* **OBJECTIVE**: Copy the rows below word for word, keeping every character and line break the same.

* **RECORDS TO PROCESS**:
────────────────────

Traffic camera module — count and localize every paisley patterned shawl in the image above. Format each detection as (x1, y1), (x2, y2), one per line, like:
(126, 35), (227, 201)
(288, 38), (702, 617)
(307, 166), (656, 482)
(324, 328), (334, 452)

────────────────────

* **SOLUTION FOR THIS TASK**:
Traffic camera module — count and localize every paisley patterned shawl in the image above. Format each detection as (x1, y1), (x2, y2), one per line, like:
(126, 35), (227, 201)
(288, 38), (702, 617)
(307, 166), (656, 482)
(324, 328), (334, 452)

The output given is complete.